STORED RECORDS

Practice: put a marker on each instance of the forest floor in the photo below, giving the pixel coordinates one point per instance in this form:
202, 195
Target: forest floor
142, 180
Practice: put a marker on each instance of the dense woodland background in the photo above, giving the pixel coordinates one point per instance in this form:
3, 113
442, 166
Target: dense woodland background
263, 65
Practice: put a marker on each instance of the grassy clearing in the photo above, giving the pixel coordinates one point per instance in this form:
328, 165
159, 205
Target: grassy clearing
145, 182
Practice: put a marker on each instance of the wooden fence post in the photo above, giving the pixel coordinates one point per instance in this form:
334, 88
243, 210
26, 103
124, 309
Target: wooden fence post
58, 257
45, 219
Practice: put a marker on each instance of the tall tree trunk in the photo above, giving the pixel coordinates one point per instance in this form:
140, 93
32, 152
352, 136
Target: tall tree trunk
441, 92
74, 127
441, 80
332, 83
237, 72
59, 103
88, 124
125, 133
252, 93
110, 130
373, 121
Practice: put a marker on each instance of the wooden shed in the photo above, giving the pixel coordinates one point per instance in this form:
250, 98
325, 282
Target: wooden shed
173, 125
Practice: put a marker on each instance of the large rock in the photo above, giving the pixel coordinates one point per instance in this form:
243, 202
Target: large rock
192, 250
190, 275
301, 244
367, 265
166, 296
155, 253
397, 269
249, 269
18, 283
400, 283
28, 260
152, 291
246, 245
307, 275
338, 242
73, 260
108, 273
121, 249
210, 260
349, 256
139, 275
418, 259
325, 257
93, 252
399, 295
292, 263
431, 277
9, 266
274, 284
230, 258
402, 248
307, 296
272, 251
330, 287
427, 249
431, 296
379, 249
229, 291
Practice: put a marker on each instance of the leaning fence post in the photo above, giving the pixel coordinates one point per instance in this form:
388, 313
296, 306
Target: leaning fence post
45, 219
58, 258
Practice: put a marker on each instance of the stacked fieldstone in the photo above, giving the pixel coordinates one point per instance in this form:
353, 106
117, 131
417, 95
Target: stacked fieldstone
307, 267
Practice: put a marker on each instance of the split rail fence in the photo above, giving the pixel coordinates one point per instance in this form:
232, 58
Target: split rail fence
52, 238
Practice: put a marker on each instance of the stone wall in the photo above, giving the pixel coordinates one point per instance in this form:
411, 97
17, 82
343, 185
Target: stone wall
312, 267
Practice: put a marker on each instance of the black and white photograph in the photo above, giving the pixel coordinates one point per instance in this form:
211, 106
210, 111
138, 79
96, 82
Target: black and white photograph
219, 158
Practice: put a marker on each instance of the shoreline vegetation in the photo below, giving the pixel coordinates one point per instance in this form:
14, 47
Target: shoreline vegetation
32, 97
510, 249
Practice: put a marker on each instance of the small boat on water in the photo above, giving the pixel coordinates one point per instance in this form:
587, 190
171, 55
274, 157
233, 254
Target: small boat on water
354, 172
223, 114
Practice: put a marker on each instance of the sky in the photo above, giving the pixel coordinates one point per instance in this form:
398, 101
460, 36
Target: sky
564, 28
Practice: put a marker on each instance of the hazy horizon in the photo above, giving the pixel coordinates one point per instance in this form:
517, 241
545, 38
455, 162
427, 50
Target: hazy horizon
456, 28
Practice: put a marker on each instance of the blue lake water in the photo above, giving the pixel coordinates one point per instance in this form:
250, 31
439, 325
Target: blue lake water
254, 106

WHAT YOU ARE ASKED TO DO
Rewrite every line of the items above, replacing each occurrence of "marker" with "pin" and leaving everything else as it stands.

TASK SOLUTION
Practice: put a pin on each instance of the forest floor in the photo below, giving the pixel coordinates one point per instance in this form:
202, 195
Target: forest floor
142, 180
Practice: put a pin on each instance of the dense woodland background in the photo above, giving the pixel coordinates one point per instance in this form:
3, 113
442, 166
Target: dense woodland background
263, 65
Practice: put a pin on each instance of the grassy clearing in the photo above, giving the pixel coordinates one point per instance in this form:
328, 165
159, 205
Target: grassy clearing
145, 182
Practice: put a pin on each instance of the wooden fence post in the photo above, giving the pixel coordinates one point per instance in this form:
334, 88
243, 210
26, 103
124, 309
Target: wooden fence post
58, 257
45, 219
Practice: put a pin on each instance of the tall tree trunk in the photo above, giving the pixel coordinates one point per instance in this form:
140, 93
32, 152
352, 136
Target: tall tree trunk
441, 92
74, 127
441, 80
332, 83
237, 72
59, 103
88, 124
125, 133
252, 93
110, 130
373, 121
Practice: put a pin on each instance of the wooden shed in the photo above, giving the pixel coordinates one point per instance in this form:
250, 98
325, 282
Target: wooden shed
173, 125
Practice: put a pin on each instance of the large rock in the photo above, giving the pixel coordinates one point per instance in this form:
243, 202
Target: large rock
192, 250
190, 275
301, 244
367, 265
166, 296
155, 253
397, 269
249, 269
18, 283
400, 283
28, 260
152, 291
246, 245
307, 275
338, 242
73, 260
108, 273
121, 249
210, 260
349, 256
139, 275
418, 259
325, 257
93, 252
399, 295
292, 263
431, 277
9, 266
274, 284
230, 258
402, 248
307, 296
272, 251
330, 287
427, 249
431, 296
379, 249
229, 291
Practice: put a pin on each instance of the leaning fence post in the photo above, giving the pixel coordinates one point per instance in this form:
388, 313
296, 306
Target: leaning fence post
45, 219
58, 258
Practice: put a pin on each instance of the stacked fieldstone in the photo above, giving the pixel coordinates one point per instance in this form:
353, 106
117, 131
417, 95
Target: stacked fieldstone
307, 267
Practice: put a pin on each instance of the split rail fence in the photo above, giving the pixel coordinates one point per instance in this form:
232, 58
Target: split rail fence
52, 238
Practice: put a pin on each instance of the stone wall in the photo above, giving the pixel coordinates one point per instance in this form:
411, 97
17, 82
343, 185
Target: stone wall
312, 267
Practice: put a pin on each instance of the black and white photograph in the photo above, giving the pixel coordinates one point per instance in this form:
211, 106
210, 111
138, 79
96, 82
Target: black and white photograph
219, 158
Practice: put a pin on each instance of the shoreline vegetation in the photo below, giving the pixel coordinates one point per instance in this form:
14, 47
Target: shoreline vegetation
32, 97
510, 249
Practice: put a pin on each instance of the small boat on water in the photo above, giving the pixel coordinates one point per instance in this form:
587, 190
171, 55
274, 157
233, 254
Target: small boat on water
354, 172
223, 114
Practice: put a pin on each instance of the sky in the photo above, giving the pixel coordinates one point per instance in this form:
398, 101
460, 36
Target: sky
564, 28
Practice: put a pin on each instance of the hazy horizon in the photo above, giving the pixel coordinates one point per instance in this form:
517, 241
545, 38
455, 162
427, 50
Target: hazy horizon
456, 28
Practice: put a pin on each instance of the blue lake water in the photo above, giving the pixel coordinates one point per instance in this form:
250, 31
439, 325
Target: blue lake water
254, 106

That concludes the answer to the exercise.